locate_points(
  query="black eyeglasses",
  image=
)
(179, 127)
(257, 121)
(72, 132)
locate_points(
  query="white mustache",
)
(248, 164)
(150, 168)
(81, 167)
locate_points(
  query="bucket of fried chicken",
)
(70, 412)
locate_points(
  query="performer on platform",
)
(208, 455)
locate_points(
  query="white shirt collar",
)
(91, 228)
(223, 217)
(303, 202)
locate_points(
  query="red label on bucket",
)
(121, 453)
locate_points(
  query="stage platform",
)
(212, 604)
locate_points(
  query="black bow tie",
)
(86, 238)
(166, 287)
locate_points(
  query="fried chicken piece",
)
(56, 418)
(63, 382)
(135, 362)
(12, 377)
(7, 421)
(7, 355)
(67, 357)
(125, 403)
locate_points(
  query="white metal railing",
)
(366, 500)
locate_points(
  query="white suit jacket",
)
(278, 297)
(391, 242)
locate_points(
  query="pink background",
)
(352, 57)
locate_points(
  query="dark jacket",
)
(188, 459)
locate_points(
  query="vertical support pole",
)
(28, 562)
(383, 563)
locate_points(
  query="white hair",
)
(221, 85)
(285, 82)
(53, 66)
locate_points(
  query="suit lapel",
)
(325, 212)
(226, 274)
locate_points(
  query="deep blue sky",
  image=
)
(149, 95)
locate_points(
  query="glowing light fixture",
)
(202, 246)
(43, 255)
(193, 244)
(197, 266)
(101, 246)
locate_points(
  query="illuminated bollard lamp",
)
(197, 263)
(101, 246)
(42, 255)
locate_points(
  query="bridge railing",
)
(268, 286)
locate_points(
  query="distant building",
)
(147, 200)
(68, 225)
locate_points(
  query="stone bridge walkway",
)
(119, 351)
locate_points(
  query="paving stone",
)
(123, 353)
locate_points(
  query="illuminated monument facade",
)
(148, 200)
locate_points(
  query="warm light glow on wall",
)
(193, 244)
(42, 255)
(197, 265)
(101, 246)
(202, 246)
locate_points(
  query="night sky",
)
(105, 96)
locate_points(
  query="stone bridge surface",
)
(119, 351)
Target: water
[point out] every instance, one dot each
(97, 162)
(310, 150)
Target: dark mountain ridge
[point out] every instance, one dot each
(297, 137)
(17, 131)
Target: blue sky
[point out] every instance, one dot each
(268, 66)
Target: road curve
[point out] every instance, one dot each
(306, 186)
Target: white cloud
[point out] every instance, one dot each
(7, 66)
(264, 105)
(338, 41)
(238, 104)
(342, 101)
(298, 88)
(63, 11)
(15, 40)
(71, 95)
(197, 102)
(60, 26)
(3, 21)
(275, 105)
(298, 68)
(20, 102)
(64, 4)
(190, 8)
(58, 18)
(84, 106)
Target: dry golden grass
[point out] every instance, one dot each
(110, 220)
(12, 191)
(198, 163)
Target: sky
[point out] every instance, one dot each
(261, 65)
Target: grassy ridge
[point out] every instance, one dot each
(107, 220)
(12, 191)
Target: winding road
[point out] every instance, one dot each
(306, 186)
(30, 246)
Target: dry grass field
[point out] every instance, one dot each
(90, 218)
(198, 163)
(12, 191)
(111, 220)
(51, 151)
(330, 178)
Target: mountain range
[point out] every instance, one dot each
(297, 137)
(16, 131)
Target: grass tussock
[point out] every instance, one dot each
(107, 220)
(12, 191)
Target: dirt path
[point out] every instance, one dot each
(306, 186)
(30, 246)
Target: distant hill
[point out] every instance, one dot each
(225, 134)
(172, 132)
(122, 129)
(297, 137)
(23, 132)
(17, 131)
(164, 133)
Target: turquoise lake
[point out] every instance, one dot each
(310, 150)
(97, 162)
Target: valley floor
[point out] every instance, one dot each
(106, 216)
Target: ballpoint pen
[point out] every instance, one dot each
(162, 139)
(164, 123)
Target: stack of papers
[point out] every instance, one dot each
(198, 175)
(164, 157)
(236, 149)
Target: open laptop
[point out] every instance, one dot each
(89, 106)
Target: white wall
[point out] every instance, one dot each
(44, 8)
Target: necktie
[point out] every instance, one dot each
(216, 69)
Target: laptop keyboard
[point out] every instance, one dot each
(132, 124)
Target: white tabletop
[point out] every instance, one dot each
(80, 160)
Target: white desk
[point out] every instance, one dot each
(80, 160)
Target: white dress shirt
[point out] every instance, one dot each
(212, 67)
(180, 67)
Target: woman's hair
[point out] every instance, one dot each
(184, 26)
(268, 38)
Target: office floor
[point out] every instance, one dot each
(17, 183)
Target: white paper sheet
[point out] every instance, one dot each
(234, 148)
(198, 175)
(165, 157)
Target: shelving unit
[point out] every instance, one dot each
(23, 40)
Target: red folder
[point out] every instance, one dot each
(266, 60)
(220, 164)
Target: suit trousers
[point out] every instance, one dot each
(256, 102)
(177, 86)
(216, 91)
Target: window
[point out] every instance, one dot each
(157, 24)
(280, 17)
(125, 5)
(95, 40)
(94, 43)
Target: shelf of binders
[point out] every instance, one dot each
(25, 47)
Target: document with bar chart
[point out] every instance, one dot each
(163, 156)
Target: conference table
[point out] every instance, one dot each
────────
> _TASK OBJECTIVE_: Where a line of the records has the string "dark", return that line.

> _RESPONSE AREA_:
  query="dark jacket",
Target: dark mountain ridge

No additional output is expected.